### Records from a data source

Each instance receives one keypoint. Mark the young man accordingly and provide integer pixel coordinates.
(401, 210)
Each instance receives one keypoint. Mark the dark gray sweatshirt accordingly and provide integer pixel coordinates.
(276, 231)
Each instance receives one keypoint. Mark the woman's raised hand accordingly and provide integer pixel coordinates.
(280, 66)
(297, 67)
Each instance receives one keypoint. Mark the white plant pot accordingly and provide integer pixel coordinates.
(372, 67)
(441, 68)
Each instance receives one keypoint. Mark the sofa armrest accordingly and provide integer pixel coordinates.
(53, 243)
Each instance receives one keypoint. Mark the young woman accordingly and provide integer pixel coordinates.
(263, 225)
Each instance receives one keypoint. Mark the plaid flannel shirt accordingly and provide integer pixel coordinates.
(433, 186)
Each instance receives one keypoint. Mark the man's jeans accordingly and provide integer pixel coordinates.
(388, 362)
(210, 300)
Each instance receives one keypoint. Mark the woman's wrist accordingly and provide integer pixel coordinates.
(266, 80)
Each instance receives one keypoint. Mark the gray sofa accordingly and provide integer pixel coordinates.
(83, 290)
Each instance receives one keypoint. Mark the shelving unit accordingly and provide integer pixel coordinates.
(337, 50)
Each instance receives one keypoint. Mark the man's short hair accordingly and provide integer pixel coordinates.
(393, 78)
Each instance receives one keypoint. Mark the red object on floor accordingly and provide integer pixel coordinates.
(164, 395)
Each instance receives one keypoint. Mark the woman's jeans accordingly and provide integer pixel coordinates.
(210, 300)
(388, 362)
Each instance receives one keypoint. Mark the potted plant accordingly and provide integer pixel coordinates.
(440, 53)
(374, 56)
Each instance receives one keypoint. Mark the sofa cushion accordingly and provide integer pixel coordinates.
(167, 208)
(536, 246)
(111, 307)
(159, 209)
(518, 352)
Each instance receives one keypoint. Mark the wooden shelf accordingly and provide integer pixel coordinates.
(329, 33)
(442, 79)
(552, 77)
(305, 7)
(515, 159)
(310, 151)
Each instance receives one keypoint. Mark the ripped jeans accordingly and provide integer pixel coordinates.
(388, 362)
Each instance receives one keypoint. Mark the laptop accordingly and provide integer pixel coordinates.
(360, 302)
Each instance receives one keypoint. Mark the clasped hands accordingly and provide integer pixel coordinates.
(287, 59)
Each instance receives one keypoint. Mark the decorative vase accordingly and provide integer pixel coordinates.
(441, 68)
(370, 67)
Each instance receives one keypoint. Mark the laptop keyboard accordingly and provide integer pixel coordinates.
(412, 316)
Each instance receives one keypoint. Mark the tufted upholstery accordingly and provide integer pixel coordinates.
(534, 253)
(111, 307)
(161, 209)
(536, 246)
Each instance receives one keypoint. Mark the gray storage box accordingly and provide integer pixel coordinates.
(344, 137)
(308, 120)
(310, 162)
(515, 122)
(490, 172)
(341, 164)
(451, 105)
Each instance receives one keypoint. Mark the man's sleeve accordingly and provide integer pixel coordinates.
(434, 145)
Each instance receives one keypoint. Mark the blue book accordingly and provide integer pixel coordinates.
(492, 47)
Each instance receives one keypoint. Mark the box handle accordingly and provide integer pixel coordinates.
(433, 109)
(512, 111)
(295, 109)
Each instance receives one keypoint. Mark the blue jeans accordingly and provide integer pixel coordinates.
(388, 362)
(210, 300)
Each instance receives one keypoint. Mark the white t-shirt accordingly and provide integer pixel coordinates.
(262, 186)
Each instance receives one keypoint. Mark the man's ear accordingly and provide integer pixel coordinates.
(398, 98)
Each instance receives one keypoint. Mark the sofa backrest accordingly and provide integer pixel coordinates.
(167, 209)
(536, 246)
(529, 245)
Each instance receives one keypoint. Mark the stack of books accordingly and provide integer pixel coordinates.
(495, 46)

### ACTIVITY
All records should be written out again exactly as given.

### EXERCISE ANSWER
Each instance receives one keypoint. Mark the young man accordingly and provide integer pixel coordinates.
(401, 210)
Each instance receives one keypoint. Mark the dark gray sweatshirt accordingly and provide integer pixel coordinates.
(276, 231)
Each instance receives one keypoint. Mark the woman's raised hand accordingly and provide integer pixel coordinates.
(280, 66)
(297, 67)
Each instance receives one keypoint. Mark the white plant pot accordingly and provide integer pixel coordinates.
(372, 67)
(441, 68)
Each instance receives one keypoint. Mark the sofa armrest accordingly and provide integer pixel coordinates.
(53, 243)
Each instance receives one keypoint. Mark the young woman accordingly and provide integer pixel coordinates.
(263, 225)
Each instance receives one keypoint. Mark the plaid flannel shirt accordingly and provide integer pixel coordinates.
(433, 186)
Each instance receives one keypoint. Mark the man's jeans accordingly and provide integer pixel coordinates.
(388, 362)
(210, 300)
Each instance receives one keypoint. Mark the woman's wrist accordingly and provide integer pixel coordinates.
(266, 80)
Each instance receives one keypoint. Mark the gray sofa accordingly and provide integer pixel coordinates.
(83, 290)
Each instance receives one keypoint. Mark the shelving unit accordingly and provide integer pixel coordinates.
(337, 50)
Each instance receives one keypoint. Mark the man's short hair accordingly and provide integer pixel coordinates.
(393, 78)
Each instance receives one keypoint. Mark the red object on floor accordingly and provide integer pixel coordinates.
(164, 395)
Each instance receives one keypoint. Mark the woman's jeans accordingly and provide integer pixel coordinates.
(210, 300)
(388, 362)
Each instance receives one keypoint. Mark the potted plant accordingly and provide integer pixel coordinates.
(440, 53)
(374, 56)
Each instance receives one keypoint. Mark the sofa cushion accordingly and provide integer pixel coordinates.
(167, 208)
(536, 246)
(111, 307)
(159, 209)
(518, 352)
Each instance receives one keypoint. Mark the wooden shelf accordingly and provide integer pixel coordinates.
(329, 33)
(442, 79)
(552, 77)
(305, 7)
(515, 159)
(310, 151)
Each instance receives one keypoint. Mark the ripped jeans accordingly and provide integer pixel coordinates.
(388, 362)
Each instance receives one keypoint. Mark the laptop accordingly and provide integer pixel coordinates.
(360, 302)
Each instance receives one keypoint. Mark the clasped hands accordingly and provide integer pixel coordinates.
(287, 59)
Each instance receives one keypoint. Mark the decorative vase accordingly and provide integer pixel coordinates.
(441, 68)
(370, 67)
Each instance receives one keypoint. Mark the laptop keyboard accordingly and provide integer pixel coordinates.
(412, 316)
Each instance receives one keypoint. Mark the tufted upholstery accordingly and provide integer pixel coordinates.
(534, 253)
(111, 307)
(161, 209)
(536, 246)
Each instance receives one keypoint. Mark the gray storage box accordingly and provide integer pixel coordinates.
(344, 137)
(308, 120)
(310, 162)
(515, 122)
(490, 172)
(341, 164)
(451, 105)
Each instance receives one keypoint. Mark the man's sleeve accordingly and provide integer pixel coordinates.
(434, 145)
Each instance receives one keypoint. Mark the blue book accordingly and provide integer pixel coordinates.
(492, 47)
Each instance receives one keypoint. Mark the box handle accordingly and provide integer pixel coordinates.
(433, 109)
(512, 111)
(295, 109)
Each instance receives one keypoint. Mark the blue jeans accordingly and provide integer pixel coordinates.
(388, 362)
(210, 300)
Each instance receives one keypoint. Mark the white t-shirt accordingly and provide integer pixel coordinates.
(262, 186)
Each instance receives one keypoint. Mark the man's ear accordingly and provide integer pixel coordinates.
(398, 98)
Each instance receives one keypoint. Mark the sofa backrest accordingly and provide integer pixel coordinates.
(167, 209)
(536, 246)
(529, 245)
Each instance receives one keypoint. Mark the stack of books accordingly and provide integer pixel coordinates.
(495, 46)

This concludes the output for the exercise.